• [EXCERPTED DATA]:
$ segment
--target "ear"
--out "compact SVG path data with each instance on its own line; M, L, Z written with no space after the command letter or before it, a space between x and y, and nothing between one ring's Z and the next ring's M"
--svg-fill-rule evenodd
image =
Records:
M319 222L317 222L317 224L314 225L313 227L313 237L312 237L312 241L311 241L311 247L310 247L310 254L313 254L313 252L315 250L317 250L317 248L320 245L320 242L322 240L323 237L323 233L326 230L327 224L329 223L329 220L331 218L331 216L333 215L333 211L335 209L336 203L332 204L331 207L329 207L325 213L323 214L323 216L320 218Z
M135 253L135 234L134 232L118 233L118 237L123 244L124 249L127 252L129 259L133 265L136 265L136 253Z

• [EXERCISE DIRECTIONS]:
Leaving out all lines before the one containing "SVG path data", copy that line and the rest through the end of the listing above exactly.

• [RESULT OF THIS TASK]:
--out "compact SVG path data with each instance on its own line; M, L, Z written with no space after the command letter or before it, a space between x and y, and nothing between one ring's Z and the next ring's M"
--svg-fill-rule evenodd
image =
Records:
M319 222L317 222L317 224L314 225L313 227L313 237L312 237L312 241L311 241L311 247L310 247L310 254L313 254L313 252L315 250L317 250L317 248L320 245L320 242L322 240L323 237L323 233L326 230L327 224L329 223L329 220L331 218L331 216L333 215L333 211L335 209L336 203L332 204L331 207L329 207L325 213L323 214L323 216L320 218Z
M135 253L135 234L134 232L118 233L118 237L123 244L124 249L127 252L129 259L133 265L136 265L136 253Z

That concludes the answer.